### 指示:
• 1. 『ストーリー』についての記事によると、佐藤善木さんはどの会社のディレクターですか。
• 2. 『ストーリー』についての記事から、「(※本記事はテレビマンユニオンの広報誌『テレビマンユニオンニュース』November 10 2019」を含む語句で始まり「ですが。少し考え直しました。」で終わる部分を、一字も変えずに書き写してください。
• 3. 『ストーリー』についての記事の続きを、最後の文の後から書き進めてください。

物語創作のバイブルとして世界中で読まれている『ストーリー ロバート・マッキーが教える物語の基本と原則』は、日本でどのように読まれているのでしょうか。
テレビ番組制作会社である株式会社テレビマンユニオンのディレクター、佐藤善木さんは「『物語』創作全般にあてはまる、鋭い考察がなされてい」る点において、本書が単なるハリウッド式の脚本メソッドにとどまらない実用性と汎用性を持っていると説きます。プロの制作者としての立場から佐藤さんが本書の魅力をたっぷりと語ってくださいました。この記事を読めば、なぜ本書がいまなお大きな影響力をもっているのかがわかるはずです。
ぜひご一読ください。

(※本記事はテレビマンユニオンの広報誌『テレビマンユニオンニュース』November 10 2019 No.647に掲載された文章に一部変更を加え転載したものです)

 

『ストーリー』をめぐって
「物語創作のバイブル」を読む

 

今年の春先、当社の企画室から「ドラマ企画の活性化のために、何か講座のようなものを開けませんかねえ」と相談を受けました。活性化…と言われたって、僕自身が4年前にドキュメンタリー・ドラマ『玉音放送を作った男たち』を製作して以来、ドラマ関連の企画は実現できていないので、「ドラマの企画について、自分が何か語るのはおこがましい」と、最初は固辞しかけたのですが。少し考え直しました。

### データ:
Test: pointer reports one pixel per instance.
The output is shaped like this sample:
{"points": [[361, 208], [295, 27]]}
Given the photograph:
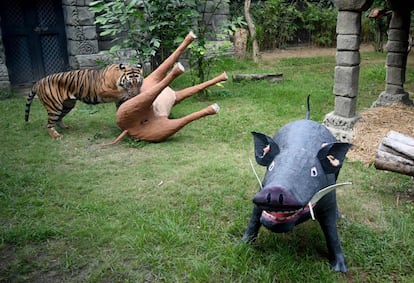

### 回答一覧:
• 1. 株式会社テレビマンユニオンです。

• 2.
(※本記事はテレビマンユニオンの広報誌『テレビマンユニオンニュース』November 10 2019 No.647に掲載された文章に一部変更を加え転載したものです)

 

『ストーリー』をめぐって
「物語創作のバイブル」を読む

 

今年の春先、当社の企画室から「ドラマ企画の活性化のために、何か講座のようなものを開けませんかねえ」と相談を受けました。活性化…と言われたって、僕自身が4年前にドキュメンタリー・ドラマ『玉音放送を作った男たち』を製作して以来、ドラマ関連の企画は実現できていないので、「ドラマの企画について、自分が何か語るのはおこがましい」と、最初は固辞しかけたのですが。少し考え直しました。

• 3.
実は丁度、映画やドラマのストーリー技法に関する、大変興味深い著作が、邦訳出版されたばかりだったのです。なので僕自身の話ではなくて、その本の内容について語る…というスタンスならば、有意義な講座が開けるかも、と思ったのです。

その著作とは、門下から60人のアカデミー賞受賞者、200人ものエミー賞受賞者を輩出したとされる、アメリカのシナリオ講師、ロバート・マッキー氏の『ストーリー ロバート・マッキーが教える物語の基本と原則』です。

氏のセミナーの受講者にはピーター・ジャクソン(『ロード・オブ・ザ・リング』)、ポール・ハギス(『ミリオンダラー・ベイビー』)ら、錚々たる面々が名を連ねていて、文字通りのカリスマ講師といえるでしょう。

今回のテレビマンユニオンニュースでは、その講座の内容をベースに、マッキー氏の思想について紹介しようと思っています。またその前説として、僕がいかにしてマッキー氏を知るに至ったか…についても、語っていきたいと思います。

「人類の夜明け以来、われわれは人から人へとさまざまな手立てでストーリーを語り継いできた。それを効率よく呼べば『探究』ということになる。すべてのストーリーは探究の形をとる」(ロバート・マッキー)。

 

序章「ロバート・マッキーとの出会い」
その1 伊丹十三さんから聞かされた話

 

話は今から丁度30年前の1989年(平成元年)に遡ります。

当時テレビマンユニオン入社3年目であった僕は、伊丹十三さんのプロデュースする、とある映画のメイキングを担当していました。

伊丹さんは監督作としては『マルサの女2』と『あげまん』の間の期間で、言うまでもなく、当時の映画界を代表する巨人でした。

こちらは新人同然の身でもあり、親しくお話しするようなこともなかったのですが、ある酒席で、ふとしたタイミングから、伊丹さんと二人きりで対座する機会に恵まれたのです。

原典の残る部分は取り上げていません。